▶ GIVEN DATA:
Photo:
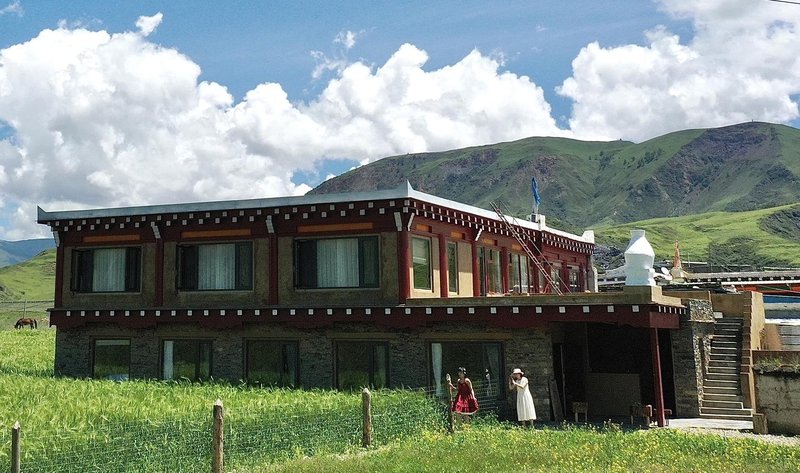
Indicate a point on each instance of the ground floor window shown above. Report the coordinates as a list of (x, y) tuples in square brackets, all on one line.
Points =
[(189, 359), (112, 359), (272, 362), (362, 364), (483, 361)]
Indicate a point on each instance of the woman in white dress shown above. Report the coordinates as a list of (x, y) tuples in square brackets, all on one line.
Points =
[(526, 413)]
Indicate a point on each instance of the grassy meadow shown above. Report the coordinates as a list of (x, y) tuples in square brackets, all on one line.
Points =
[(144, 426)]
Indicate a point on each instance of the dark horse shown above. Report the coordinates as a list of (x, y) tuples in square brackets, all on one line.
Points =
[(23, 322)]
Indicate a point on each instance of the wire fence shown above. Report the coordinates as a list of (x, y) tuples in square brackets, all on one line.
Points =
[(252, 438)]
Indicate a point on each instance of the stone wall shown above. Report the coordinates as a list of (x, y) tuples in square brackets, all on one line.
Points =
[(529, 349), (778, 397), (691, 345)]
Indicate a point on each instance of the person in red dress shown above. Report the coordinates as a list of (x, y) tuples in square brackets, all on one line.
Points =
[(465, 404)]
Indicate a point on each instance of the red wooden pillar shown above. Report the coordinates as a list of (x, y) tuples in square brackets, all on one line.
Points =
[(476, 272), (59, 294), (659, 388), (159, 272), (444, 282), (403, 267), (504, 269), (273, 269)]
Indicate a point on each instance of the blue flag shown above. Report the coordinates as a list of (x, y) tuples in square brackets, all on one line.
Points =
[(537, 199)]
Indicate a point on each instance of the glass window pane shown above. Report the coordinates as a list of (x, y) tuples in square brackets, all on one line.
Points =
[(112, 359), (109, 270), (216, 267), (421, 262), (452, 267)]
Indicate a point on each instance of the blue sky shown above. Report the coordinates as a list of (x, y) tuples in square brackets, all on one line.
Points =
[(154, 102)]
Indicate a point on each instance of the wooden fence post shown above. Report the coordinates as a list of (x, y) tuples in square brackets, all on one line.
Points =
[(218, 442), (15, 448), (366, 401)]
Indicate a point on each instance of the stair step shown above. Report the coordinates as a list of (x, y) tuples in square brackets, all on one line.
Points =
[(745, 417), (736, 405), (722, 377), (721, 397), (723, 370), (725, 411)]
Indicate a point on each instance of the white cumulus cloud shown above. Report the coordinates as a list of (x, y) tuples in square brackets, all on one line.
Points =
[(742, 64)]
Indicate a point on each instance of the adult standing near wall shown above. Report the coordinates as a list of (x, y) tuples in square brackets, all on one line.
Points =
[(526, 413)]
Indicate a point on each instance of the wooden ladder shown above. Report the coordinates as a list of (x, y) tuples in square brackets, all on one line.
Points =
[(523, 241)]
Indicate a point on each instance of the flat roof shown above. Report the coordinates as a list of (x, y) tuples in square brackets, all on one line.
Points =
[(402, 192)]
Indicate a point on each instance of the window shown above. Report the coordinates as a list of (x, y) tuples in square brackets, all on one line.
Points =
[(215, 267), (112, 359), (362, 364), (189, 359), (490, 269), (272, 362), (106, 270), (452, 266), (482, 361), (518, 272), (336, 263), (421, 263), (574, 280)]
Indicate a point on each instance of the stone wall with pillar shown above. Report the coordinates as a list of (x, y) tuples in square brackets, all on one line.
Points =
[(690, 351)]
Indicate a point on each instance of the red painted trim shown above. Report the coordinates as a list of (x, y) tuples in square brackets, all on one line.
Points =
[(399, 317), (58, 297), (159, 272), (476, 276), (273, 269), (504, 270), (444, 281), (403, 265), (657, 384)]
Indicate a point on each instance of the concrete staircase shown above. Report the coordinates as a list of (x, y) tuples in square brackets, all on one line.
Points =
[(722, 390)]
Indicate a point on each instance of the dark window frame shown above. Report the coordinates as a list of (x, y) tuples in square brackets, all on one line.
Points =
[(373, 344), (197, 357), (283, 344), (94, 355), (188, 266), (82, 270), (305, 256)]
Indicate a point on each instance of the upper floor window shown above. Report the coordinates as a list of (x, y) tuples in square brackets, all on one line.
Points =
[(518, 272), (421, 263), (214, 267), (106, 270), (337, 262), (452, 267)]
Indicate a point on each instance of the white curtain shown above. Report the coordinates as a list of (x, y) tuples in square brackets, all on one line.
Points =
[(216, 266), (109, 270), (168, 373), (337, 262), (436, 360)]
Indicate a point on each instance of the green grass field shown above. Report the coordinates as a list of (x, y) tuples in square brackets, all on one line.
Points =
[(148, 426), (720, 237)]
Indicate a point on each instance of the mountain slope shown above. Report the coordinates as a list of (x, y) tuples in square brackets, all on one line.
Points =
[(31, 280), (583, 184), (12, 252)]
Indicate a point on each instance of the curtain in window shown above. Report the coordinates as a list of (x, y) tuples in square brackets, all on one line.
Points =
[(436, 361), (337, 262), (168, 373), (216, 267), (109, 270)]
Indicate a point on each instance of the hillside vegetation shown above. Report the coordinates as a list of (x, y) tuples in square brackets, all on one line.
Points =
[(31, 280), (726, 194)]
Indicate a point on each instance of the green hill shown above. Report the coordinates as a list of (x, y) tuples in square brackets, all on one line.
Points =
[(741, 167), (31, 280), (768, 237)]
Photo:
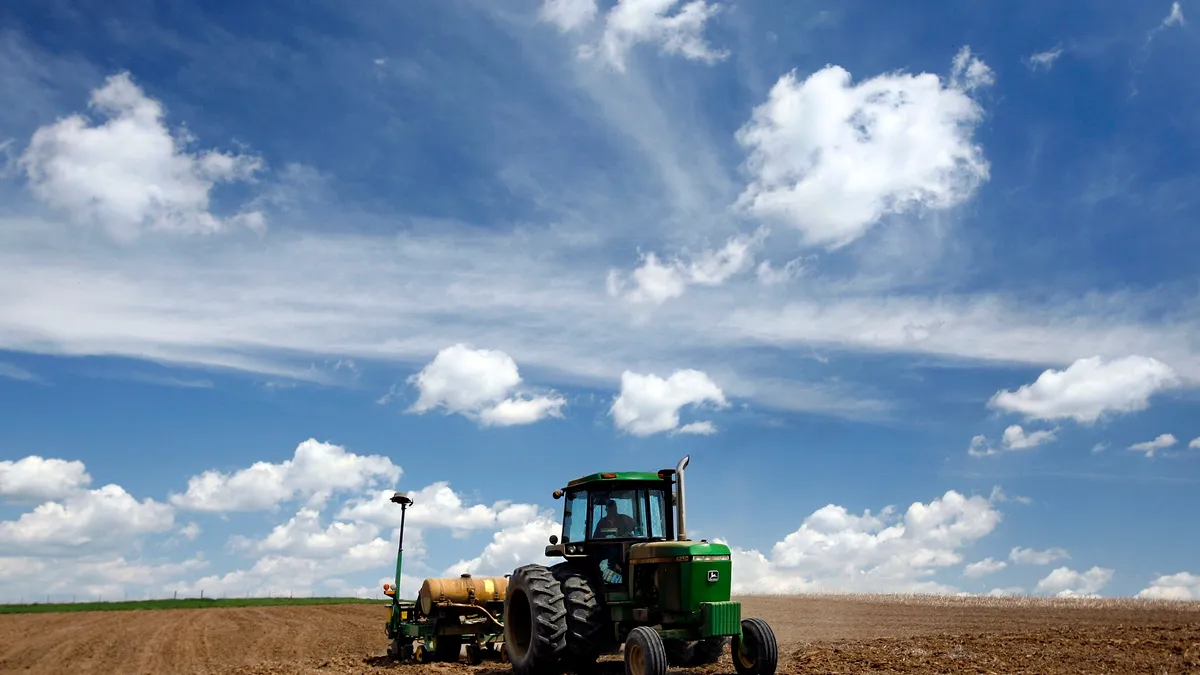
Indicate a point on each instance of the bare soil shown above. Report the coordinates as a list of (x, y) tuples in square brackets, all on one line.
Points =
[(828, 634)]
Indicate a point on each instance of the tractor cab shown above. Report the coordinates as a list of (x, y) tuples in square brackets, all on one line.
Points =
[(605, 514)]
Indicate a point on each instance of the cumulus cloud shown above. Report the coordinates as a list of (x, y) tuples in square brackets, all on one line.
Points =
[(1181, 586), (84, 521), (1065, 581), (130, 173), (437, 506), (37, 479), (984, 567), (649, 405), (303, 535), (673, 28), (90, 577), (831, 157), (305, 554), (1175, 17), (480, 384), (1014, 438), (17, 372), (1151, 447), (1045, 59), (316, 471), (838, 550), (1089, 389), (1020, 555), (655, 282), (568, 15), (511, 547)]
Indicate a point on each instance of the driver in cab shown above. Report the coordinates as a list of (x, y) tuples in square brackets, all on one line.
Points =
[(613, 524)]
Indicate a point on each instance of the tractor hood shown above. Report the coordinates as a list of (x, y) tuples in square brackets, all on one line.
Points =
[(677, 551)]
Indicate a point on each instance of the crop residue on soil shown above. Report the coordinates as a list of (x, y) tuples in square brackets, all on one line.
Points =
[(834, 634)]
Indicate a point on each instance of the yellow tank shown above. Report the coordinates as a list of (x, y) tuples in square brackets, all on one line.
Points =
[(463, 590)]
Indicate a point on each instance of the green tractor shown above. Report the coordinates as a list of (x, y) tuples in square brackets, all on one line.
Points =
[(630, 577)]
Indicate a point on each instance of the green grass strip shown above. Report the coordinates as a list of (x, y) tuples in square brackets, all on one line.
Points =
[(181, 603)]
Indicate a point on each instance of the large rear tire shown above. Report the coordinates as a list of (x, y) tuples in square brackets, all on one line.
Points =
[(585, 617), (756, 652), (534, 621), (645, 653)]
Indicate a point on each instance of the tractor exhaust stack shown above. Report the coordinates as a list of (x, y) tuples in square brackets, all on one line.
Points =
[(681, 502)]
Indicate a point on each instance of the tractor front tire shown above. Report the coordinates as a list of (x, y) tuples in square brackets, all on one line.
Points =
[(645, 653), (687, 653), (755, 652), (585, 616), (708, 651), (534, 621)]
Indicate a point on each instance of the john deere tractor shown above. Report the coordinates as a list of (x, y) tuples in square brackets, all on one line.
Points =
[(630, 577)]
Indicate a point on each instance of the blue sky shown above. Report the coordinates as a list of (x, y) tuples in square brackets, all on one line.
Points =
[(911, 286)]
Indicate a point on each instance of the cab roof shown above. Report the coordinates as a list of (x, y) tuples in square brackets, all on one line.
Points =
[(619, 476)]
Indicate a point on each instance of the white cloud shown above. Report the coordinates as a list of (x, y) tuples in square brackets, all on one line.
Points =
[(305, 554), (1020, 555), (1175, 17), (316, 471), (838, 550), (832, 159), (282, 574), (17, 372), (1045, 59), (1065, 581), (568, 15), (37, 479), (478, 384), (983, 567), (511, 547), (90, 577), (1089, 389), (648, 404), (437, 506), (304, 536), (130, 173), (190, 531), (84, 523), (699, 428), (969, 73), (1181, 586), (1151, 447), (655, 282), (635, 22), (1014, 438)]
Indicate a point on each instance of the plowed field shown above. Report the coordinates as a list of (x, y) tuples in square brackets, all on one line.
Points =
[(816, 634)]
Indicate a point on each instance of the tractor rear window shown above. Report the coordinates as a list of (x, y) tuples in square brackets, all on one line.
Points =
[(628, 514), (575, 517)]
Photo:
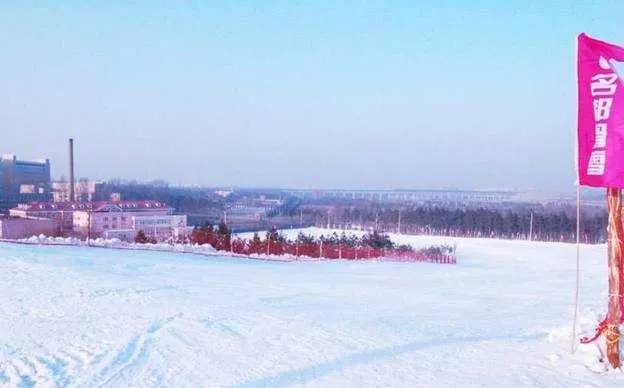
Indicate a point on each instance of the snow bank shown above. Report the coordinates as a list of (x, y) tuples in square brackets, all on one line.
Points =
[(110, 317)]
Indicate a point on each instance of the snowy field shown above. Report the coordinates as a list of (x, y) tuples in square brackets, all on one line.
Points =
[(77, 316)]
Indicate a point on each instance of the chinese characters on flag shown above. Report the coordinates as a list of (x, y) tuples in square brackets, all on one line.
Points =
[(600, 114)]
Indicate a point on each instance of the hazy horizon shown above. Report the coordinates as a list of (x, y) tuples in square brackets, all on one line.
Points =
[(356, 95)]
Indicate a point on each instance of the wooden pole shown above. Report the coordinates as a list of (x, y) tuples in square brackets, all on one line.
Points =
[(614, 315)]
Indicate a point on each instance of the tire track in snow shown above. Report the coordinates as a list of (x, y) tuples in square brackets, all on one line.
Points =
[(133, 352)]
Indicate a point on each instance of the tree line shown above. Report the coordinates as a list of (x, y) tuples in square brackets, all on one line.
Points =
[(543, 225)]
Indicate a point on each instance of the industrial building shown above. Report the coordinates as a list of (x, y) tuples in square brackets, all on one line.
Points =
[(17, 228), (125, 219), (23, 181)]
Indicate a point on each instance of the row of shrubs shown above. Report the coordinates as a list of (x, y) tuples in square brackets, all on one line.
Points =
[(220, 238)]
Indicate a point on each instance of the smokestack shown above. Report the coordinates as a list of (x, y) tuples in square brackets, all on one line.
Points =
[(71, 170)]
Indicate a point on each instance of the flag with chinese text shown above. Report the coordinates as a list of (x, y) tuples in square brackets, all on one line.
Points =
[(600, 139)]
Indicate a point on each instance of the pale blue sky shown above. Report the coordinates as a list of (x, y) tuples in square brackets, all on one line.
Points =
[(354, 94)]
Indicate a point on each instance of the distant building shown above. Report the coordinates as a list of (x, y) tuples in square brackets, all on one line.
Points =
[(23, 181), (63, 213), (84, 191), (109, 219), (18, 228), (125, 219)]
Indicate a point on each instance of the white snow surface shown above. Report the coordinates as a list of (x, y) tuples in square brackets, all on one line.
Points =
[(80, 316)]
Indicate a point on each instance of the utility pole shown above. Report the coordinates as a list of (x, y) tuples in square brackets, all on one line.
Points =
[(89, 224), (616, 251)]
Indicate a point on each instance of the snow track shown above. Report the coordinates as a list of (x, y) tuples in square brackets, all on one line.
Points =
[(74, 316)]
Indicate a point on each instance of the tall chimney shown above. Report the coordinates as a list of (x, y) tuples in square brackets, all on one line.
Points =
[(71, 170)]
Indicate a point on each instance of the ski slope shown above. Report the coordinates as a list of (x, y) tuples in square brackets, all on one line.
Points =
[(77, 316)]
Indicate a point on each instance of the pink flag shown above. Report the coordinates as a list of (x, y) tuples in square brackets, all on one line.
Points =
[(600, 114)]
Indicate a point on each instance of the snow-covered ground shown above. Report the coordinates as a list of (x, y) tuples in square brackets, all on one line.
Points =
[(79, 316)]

▶ WHAT YOU WILL DO:
Whenever the string "chinese" shows up on a line of the listing, copy that line.

▶ SOLUTION:
Indicate a point on each instance of the chinese characters on flag shown above. Report the coordinates as a list of (x, y) tuples in square brackets, all on one line.
Indicate a point on each instance of the flag with chinese text shown above. Report the coordinates as a list of (x, y) tuples in square brackets, all on one line.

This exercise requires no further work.